Although my book takes businesses through Digital PR step-by-step, and some of that research can be used for content planning too, I haven’t published this specific process before.
And given that my most-shared article to date on the blog is the how-to post about Content Planning, it made sense to follow that up with a more in-depth look at how we actually research ideas for content.
So whether you need blog post themes, video ideas or possible slants for research or white papers that are pertinent to your industry right now, you’ll not come away from the following activities with a blank sheet of paper in your hands…
Researching Content Ideas: Step-by-Step
I’ve used the example of the Construction industry here, mainly because it’s often considered “boring” or difficult to be creative with. It’s an industry I’ve had to work on myself, in the Middle East no less, so this is a real-life run-through of how I would prepare a list of content ideas for branded articles on their own website and pitching as guest blogs elsewhere for SEO backlinks…
So firstly, I want to know what the most popular content that exists online currently is. I want to be able to look at it and learn from the words/images. Buzzsumo lets us do this, even offering the first few results for free to non-subscribers. I can search any term or industry and narrow it down by geographical area to see how many social media shares each piece of content received:
Next up I’ll visit Quora. It’s a Q&A forum where people will ask very specific questions about anything and experts will provide answers which are voted up or down. You can find some of the most creative ideas here. For example within construction, people are very interested in historical facts like whether our modern skyscrapers will last as long as the ancient pyramids did. Or if it’s technologically possible to build themselves a Star Wars Death Star:
Of course entertaining pieces are all well and good, but sometimes you will want to create serious pieces based on facts and research, but you may not have the budget or resources to compile your own. Reddit’s Data is Beautiful site is perfect for this because the content is voted up or down and will often include fabulous pieces of data visualisation that aren’t owned by your competitor brands, instead they’re created by designers and programmers who simply love information. As long as you credit them you can use their work:
All of the above provide inspiration for bigger pieces of content, but then you need to fill your “everyday work.” So if you have to blog each week, what will you write about? I always find it useful to visit yet another free site; Hubspot’s Blog Topic Generator. Simply input 3 nouns related to your work and it will create 5 random blog titles that are written in a way so as to attract clicks from readers:
When it comes to planning further ahead, we all have our own calendars of business news and activities, but to stay relevant you’ll want to be prepared for trending topics, hashtags and “National Days.” The Days of the Year calendar contains them all, but you don’t have to search by day. You can input a keyword and pull out relevant days of note. The sandcastle one here would work as a great personality post for a construction company, for example:
Bringing it all back to what I say in the beginning of my presentations - that content is about being relevant to audiences so that you will reap the SEO benefits for your website - the best way to be relevant is to answer the public’s questions. But how do you know what they are? Free website Answer The Public can tell you. By inputting your word and area, it will pull out the Google Search data to show you the most popular questions right now, by putting words in front of your keyword (like who, what, why, etc.) Simply turning these questions into your content titles and answering the questions well within the content, will set you on the road to success.

Data listing:

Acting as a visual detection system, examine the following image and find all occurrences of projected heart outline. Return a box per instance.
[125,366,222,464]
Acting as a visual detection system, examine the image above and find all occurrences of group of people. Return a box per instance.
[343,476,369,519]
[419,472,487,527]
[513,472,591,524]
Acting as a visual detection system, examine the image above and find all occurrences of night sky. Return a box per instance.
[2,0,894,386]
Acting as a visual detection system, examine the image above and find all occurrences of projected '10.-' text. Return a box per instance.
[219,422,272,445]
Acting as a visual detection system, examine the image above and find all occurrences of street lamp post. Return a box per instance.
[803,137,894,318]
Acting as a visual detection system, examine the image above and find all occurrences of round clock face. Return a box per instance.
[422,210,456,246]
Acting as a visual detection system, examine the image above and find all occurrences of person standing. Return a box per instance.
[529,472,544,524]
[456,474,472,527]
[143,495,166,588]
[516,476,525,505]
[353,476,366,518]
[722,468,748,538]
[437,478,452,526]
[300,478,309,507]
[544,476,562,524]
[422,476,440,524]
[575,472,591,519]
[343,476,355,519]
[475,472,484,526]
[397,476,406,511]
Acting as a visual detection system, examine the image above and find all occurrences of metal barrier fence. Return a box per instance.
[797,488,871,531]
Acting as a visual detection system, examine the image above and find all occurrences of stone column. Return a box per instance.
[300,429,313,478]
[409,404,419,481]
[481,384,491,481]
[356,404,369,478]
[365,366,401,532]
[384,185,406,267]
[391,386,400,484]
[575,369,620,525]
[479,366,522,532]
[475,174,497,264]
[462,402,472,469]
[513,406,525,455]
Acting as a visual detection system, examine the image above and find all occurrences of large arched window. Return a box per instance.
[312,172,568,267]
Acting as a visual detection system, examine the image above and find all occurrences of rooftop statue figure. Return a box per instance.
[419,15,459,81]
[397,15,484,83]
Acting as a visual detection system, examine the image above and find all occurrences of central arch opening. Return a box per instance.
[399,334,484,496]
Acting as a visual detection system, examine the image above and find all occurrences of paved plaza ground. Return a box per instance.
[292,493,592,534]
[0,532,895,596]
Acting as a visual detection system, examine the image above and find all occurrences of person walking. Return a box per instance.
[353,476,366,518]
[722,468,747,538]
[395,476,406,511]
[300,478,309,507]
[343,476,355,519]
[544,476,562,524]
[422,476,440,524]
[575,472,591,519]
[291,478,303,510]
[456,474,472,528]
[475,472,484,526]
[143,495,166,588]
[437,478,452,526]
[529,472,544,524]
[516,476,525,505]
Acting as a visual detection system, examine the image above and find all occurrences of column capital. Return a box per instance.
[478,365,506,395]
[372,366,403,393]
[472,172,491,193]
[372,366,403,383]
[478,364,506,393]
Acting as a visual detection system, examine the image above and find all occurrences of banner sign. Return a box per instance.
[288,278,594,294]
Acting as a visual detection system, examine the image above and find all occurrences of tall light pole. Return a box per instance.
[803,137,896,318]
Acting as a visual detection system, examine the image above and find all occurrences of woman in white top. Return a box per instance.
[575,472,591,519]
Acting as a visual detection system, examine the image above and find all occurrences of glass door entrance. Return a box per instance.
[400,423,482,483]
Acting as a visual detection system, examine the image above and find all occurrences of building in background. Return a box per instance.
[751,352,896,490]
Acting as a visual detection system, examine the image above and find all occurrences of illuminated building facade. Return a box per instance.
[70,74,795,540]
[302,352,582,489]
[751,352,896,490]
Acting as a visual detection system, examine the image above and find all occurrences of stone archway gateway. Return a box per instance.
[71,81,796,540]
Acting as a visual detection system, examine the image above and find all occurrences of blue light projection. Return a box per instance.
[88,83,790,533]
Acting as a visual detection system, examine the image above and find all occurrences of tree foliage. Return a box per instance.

What this exercise asks:
1. Rewrite the paragraph beginning "Next up I'll visit Quora" from the content-ideas article more briefly, keeping its main facts.
2. Go on with the article on researching content ideas, starting after its last sentence.

Per-task answers:
1. Next I'll visit Quora, a Q&A forum where people ask very specific questions about anything and experts give answers that are voted up or down. It's a source of some of the most creative ideas. In construction, for example, people are interested in historical facts, such as whether modern skyscrapers will last as long as the ancient pyramids, or whether it's technologically possible to build their own Star Wars Death Star.

2.
And lastly, when I do use Google for this research, the oft-overlooked “News” tab is a goldmine of inspiration. Not only will it show you what news articles are popular, but you can also see what competitors are doing and what developments are happening in your industry in other countries. A bonus in here is that you can easily find journalists, bloggers and podcast hosts interested in covering your topic, incase you want to pitch other publishers to host your content, or interview you, instead of/while also creating your own content.
So thanks to everyone who came along today to hear me speak, and for all the great feedback on Twitter (some of which I’ve featured in the image gallery below).
I really appreciate it and I’m so glad people found it useful.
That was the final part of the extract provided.